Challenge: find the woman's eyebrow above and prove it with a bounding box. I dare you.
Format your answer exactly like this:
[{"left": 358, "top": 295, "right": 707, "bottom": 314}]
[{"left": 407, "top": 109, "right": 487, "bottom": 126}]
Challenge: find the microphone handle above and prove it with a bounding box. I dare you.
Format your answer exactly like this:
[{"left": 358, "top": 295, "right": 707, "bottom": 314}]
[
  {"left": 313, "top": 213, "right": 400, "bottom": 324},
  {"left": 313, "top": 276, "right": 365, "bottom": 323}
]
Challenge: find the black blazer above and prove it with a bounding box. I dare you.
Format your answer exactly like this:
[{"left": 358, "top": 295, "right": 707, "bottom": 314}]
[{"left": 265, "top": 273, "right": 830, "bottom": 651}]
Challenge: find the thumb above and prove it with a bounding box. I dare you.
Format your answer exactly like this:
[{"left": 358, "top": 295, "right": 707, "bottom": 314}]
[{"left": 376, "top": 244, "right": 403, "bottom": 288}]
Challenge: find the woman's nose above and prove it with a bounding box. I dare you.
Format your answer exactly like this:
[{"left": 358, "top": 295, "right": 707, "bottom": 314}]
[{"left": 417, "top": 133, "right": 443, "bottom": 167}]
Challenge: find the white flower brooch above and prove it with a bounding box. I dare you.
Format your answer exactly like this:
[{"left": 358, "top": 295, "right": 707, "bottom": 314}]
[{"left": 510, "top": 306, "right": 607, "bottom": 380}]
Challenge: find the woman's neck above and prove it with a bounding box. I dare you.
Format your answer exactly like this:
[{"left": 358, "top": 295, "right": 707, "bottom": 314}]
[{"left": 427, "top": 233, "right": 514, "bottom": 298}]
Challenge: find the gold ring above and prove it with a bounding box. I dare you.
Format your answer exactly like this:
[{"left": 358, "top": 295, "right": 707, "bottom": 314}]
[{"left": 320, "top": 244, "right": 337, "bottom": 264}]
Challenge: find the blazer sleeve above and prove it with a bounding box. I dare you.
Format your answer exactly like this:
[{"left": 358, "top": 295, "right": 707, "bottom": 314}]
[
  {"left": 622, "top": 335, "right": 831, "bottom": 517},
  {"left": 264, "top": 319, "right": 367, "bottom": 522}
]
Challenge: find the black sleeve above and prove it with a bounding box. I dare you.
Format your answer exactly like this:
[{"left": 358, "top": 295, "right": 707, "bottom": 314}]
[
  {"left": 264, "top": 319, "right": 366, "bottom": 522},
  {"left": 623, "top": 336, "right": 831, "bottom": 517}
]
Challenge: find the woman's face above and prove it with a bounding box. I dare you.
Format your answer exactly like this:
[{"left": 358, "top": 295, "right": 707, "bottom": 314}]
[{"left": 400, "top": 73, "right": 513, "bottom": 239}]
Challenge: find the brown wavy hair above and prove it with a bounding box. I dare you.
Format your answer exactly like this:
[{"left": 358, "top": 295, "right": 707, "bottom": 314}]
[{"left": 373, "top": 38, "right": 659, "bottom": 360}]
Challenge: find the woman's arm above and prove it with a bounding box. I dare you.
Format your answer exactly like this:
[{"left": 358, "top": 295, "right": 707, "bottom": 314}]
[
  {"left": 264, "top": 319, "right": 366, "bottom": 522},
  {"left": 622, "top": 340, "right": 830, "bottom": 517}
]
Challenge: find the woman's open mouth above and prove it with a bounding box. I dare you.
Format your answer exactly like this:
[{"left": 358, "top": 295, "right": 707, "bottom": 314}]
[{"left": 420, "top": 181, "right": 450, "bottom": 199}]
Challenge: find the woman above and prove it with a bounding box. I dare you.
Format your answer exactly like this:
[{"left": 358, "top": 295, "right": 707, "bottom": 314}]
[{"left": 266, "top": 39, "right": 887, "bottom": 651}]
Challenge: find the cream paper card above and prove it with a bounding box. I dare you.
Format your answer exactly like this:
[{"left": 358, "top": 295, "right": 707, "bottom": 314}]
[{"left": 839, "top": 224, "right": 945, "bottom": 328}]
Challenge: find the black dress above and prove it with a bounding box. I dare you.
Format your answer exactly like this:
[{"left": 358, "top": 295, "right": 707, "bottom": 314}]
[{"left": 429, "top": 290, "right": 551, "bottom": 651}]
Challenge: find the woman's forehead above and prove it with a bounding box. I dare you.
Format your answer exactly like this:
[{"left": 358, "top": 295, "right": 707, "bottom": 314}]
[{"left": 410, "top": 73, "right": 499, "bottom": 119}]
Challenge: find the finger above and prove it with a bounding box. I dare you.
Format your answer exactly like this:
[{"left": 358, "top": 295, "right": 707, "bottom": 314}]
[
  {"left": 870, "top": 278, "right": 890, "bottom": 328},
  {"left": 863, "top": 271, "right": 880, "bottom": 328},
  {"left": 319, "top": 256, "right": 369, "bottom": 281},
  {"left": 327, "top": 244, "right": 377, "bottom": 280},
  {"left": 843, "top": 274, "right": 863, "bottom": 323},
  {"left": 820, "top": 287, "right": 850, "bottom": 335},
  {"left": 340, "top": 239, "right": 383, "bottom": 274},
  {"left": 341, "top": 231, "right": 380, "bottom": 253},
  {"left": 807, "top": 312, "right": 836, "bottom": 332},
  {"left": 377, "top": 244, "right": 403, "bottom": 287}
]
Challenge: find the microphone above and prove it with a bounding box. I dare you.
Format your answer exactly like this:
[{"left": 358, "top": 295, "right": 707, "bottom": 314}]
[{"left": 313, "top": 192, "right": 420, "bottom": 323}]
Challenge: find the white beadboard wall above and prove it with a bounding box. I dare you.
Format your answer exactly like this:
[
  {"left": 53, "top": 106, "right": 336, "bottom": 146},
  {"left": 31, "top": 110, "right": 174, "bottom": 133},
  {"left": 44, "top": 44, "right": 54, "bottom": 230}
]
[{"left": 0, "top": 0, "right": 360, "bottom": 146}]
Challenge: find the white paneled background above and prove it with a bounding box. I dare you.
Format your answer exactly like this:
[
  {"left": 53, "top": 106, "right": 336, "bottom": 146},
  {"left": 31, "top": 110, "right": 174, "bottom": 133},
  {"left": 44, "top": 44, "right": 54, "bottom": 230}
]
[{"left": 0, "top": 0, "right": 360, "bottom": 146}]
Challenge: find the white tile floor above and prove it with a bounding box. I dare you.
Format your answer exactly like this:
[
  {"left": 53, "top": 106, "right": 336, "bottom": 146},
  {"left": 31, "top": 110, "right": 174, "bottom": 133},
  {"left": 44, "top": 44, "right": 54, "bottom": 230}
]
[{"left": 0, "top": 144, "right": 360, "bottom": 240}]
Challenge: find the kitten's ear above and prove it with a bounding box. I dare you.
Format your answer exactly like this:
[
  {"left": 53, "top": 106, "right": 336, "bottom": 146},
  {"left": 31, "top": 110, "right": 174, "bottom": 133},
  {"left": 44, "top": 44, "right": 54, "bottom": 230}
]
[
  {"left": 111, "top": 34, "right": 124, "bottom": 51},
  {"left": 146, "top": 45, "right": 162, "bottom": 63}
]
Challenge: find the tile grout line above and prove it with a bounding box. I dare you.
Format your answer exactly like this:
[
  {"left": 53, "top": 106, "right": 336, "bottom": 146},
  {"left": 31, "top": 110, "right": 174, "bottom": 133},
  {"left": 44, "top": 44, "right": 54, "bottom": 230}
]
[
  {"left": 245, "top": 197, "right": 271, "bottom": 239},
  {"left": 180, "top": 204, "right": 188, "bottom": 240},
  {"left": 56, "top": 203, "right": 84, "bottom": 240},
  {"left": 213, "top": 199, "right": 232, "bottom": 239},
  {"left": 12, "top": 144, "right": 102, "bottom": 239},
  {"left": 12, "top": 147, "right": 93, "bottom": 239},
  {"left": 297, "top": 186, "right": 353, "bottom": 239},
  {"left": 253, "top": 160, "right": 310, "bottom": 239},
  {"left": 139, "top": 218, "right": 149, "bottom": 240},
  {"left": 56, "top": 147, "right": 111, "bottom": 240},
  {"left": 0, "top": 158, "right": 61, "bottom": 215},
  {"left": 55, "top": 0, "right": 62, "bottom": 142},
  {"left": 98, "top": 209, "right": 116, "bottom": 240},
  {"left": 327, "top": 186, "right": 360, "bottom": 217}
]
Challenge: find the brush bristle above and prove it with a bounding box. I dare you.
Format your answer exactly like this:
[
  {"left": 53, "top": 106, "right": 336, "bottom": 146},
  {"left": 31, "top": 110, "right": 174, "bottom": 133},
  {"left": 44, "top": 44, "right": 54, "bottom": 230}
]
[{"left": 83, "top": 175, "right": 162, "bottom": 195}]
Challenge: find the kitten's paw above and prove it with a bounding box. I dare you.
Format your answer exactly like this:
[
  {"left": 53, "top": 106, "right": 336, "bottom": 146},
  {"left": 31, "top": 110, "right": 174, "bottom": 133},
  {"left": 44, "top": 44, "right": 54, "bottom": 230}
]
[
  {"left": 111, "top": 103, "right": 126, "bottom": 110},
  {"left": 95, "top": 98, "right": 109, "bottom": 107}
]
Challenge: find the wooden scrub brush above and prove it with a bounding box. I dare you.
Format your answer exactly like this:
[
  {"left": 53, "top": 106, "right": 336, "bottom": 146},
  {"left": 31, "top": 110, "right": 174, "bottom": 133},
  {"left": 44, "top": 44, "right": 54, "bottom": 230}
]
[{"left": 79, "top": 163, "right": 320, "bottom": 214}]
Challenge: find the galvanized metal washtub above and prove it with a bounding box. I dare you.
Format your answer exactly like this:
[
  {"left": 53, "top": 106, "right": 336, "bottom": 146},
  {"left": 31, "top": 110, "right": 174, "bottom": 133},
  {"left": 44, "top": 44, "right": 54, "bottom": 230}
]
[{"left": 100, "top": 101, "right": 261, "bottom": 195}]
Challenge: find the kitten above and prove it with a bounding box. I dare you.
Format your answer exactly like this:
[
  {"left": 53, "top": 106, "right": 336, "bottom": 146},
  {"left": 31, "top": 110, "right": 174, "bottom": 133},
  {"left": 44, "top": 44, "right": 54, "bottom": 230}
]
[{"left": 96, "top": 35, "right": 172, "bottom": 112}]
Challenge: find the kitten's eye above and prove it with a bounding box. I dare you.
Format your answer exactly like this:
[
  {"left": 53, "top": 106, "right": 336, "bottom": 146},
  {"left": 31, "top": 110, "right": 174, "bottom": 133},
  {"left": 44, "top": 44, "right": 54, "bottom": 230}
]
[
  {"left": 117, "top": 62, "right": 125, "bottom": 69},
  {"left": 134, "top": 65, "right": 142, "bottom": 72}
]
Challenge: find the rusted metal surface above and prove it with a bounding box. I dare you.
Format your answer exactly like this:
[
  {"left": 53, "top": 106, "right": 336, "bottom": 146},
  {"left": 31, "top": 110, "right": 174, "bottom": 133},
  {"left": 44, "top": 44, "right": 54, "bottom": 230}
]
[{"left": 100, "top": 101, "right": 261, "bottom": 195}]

•••

• What to work on
From the entries above, keep only the lines containing the word "black", where capital and lowercase letters count as different.

• Answer below
Challenge: find the black blazer above and prove it with a bounding box. I dare you.
Challenge: find the black sleeve above and prove it with a bounding box. I dare you.
Challenge: find the black dress above and prove it with a bounding box. I dare you.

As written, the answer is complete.